- _Exercise requirements_
The entries are to be repeated verbatim, with nothing left out.

[Data — start]

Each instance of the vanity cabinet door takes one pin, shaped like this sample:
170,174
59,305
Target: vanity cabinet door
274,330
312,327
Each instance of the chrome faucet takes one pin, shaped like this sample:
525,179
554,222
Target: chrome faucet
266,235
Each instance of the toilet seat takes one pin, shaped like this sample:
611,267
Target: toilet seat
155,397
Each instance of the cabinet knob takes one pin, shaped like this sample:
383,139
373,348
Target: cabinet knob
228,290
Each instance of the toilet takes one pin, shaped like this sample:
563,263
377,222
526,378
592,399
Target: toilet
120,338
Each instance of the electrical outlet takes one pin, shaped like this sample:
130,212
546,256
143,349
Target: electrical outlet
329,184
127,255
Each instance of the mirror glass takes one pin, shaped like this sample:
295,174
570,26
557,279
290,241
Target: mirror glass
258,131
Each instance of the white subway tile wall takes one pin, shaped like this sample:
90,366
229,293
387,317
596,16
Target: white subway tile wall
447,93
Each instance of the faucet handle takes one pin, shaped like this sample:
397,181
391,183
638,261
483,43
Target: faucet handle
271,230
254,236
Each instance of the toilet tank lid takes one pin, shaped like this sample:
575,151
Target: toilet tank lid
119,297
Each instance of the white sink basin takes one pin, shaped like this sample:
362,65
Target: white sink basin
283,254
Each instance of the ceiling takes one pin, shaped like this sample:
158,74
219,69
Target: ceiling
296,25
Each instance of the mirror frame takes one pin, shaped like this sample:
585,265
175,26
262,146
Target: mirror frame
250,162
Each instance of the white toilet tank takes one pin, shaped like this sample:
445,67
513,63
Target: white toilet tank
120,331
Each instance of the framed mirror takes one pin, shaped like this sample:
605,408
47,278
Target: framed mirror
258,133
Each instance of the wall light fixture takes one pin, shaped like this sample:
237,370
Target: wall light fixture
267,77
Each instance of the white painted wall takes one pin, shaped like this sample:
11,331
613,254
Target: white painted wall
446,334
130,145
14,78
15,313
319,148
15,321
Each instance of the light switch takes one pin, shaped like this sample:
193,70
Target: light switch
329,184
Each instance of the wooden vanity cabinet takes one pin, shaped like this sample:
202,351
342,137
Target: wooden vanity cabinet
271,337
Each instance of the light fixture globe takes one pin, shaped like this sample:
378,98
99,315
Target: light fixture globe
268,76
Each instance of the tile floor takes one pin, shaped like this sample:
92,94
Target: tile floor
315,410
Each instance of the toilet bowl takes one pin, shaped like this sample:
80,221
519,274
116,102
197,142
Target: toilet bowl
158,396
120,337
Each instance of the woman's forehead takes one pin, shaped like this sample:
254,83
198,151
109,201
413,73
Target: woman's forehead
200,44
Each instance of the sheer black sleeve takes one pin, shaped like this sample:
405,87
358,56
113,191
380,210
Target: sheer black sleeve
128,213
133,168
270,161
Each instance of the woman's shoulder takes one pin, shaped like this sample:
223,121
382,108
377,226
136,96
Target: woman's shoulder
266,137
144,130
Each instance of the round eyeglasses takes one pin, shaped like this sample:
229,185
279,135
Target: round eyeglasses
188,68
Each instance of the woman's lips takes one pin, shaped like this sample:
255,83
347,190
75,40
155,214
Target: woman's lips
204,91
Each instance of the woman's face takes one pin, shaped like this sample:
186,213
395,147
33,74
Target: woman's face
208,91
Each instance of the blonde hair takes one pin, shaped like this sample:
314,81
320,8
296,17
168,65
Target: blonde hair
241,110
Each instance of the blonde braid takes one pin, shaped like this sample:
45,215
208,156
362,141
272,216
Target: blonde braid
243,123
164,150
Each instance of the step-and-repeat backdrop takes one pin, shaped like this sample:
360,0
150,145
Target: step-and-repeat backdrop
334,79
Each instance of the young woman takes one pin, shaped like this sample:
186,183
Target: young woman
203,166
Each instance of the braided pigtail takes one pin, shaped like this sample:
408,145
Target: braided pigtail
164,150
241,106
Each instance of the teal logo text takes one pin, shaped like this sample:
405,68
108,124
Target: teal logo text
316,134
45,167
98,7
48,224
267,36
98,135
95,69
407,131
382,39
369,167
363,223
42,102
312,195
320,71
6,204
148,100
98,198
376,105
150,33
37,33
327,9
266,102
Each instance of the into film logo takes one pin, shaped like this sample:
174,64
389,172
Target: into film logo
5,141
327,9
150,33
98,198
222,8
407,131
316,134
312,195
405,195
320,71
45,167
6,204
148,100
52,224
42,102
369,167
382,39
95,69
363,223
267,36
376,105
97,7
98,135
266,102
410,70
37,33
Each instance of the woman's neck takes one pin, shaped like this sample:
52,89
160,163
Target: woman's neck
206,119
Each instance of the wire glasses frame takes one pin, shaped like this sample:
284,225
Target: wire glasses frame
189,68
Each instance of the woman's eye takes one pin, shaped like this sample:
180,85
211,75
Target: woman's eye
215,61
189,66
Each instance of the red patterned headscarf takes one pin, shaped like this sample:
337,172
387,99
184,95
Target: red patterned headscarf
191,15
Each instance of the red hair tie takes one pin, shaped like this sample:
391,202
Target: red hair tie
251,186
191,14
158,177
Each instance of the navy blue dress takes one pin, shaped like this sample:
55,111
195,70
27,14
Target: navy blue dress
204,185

[Data — finish]

- _Exercise solution_
Each instance of the vanity cabinet door takes one pin, shaped like this sample:
170,174
59,305
Target: vanity cabinet door
274,330
312,327
Each instance of the chrome faucet takes one pin, shaped like this sample:
525,179
554,222
Target: chrome faucet
266,235
Each instance of the toilet seat takes one pin, shaped like this sample:
611,267
Target: toilet seat
155,397
Each instance of the cabinet knob takes one pin, shaped like this sample:
383,139
373,348
Target: cabinet knob
228,290
Each instance of the toilet takes one pin, shaped like this sample:
563,263
377,222
526,378
592,399
Target: toilet
120,338
Each instance of the electrical outlet takes one pin, shaped like this sample:
130,212
546,256
143,349
Target: electrical outlet
329,184
127,255
Each instance of the mirror glass takes one pin, shaped like this sample:
295,174
570,26
557,279
290,241
Target: mirror glass
258,131
Each instance of the white subway tile wall takes one pin, shaped like this sample:
90,366
229,293
387,317
596,16
Target: white subway tile wall
447,93
Each instance of the faucet handle takes one pin, shaped like this sample:
397,181
391,183
638,261
483,43
Target: faucet handle
271,230
254,236
Each instance of the toilet tank lid takes one pin, shaped like this sample:
575,151
Target: toilet tank lid
119,297
Each instance of the white sink basin takes one pin, shaped like this sample:
362,65
Target: white sink basin
283,254
Each instance of the ceiling takes one pin, shaped like this sample:
158,74
219,69
Target: ceiling
296,25
Each instance of the mirror frame takes one pin, shaped like this sample:
585,265
175,26
262,146
Target: mirror frame
250,162
Each instance of the white toilet tank takes one pin, shaped like this sample:
445,67
513,63
Target: white toilet tank
120,331
Each instance of the framed mirror takes one pin, shaped like this sample:
605,408
47,278
Target: framed mirror
258,133
Each instance of the wall light fixture takes one pin, shaped like this sample:
237,370
Target: wall light fixture
267,77
Each instance of the white painted wall takes one pin, shaped like this sample:
11,331
613,254
Target: white painted wall
446,334
130,145
14,78
15,313
319,148
15,321
Each instance of the light switch takes one pin, shaped like this sample:
193,70
Target: light switch
329,184
Each instance of the wooden vanity cabinet takes one pin, shaped like this sample:
202,351
342,137
Target: wooden vanity cabinet
271,337
Each instance of the light fixture globe takes one pin, shaped like this sample:
378,98
99,315
Target: light fixture globe
268,76
Each instance of the tile floor takes one pin, shaped like this sample:
92,94
Target: tile floor
315,410
Each instance of the toilet bowl takes one pin, shaped like this sample:
80,221
519,274
116,102
197,142
Target: toilet bowl
158,396
120,337
Each instance of the woman's forehead takes one pin, shaped like this sample:
254,83
198,151
109,201
413,73
Target: woman's forehead
200,44
Each instance of the sheer black sleeve takes one pin, shaped like this sample:
405,87
358,56
113,191
380,210
Target: sheer black sleeve
128,213
133,168
270,161
Each instance of the woman's shoulder takes one pin, shaped like this sample:
223,121
382,108
377,226
136,96
Target: woman's shoulder
266,137
144,130
Each instance of the round eyeglasses takes one pin, shaped like this sample:
229,185
279,135
Target: round eyeglasses
188,68
Each instance of the woman's lips takes one pin, shaped like this sample:
255,83
347,190
75,40
155,214
Target: woman's lips
204,91
Each instance of the woman's face takes one pin, shaped like this sample:
186,213
395,147
33,74
Target: woman's face
208,91
Each instance of the blonde hair takes one pin, shaped like this sample:
314,81
320,8
296,17
168,65
Target: blonde hair
241,110
Each instance of the blonde braid takes one pin, shaped like this sample:
45,215
208,156
362,141
272,216
Target: blonde braid
243,123
164,150
Each instance of the step-and-repeat backdrop takes one pin, shaped like this sample:
360,0
150,145
Target: step-and-repeat backdrop
334,79
Each instance of the young woman takes one pin, shaped like this sample:
186,183
Target: young woman
203,166
Each instance of the braided pigtail takes one pin, shaped like this sample:
408,145
Target: braided pigtail
164,150
241,106
Each instance of the teal logo text takes one pin, shaped like this sample:
405,68
108,124
Target: teal logo text
316,134
45,167
98,7
48,224
267,36
98,135
95,69
407,131
382,39
369,167
363,223
42,102
312,195
320,71
6,204
148,100
98,198
376,105
150,33
37,33
327,9
266,102
Each instance of the into film logo takes one pin, shaped like this sample:
174,64
389,172
Target: into film logo
5,141
327,9
150,33
98,198
222,8
407,131
316,134
312,195
405,195
320,71
45,167
6,204
148,100
52,224
42,102
369,167
382,39
95,69
363,223
267,36
376,105
97,7
98,135
266,102
410,70
37,33
Each instance of the woman's neck takes one pin, shaped like this sample:
52,89
160,163
Target: woman's neck
206,119
Each instance of the wire glasses frame takes one pin, shaped like this sample:
284,225
Target: wire glasses frame
189,68
Each instance of the woman's eye takes one pin, shaped like this sample:
180,85
211,75
Target: woman's eye
215,61
189,66
Each instance of the red patterned headscarf takes one pin, shaped like this sample:
337,172
387,99
184,95
Target: red patterned headscarf
191,15
Each instance of the red hair tie takes one pin, shaped like this sample:
391,202
Target: red hair tie
251,186
191,14
158,177
Each instance of the navy blue dress takes one pin, shaped like this sample:
55,111
195,70
27,14
Target: navy blue dress
204,185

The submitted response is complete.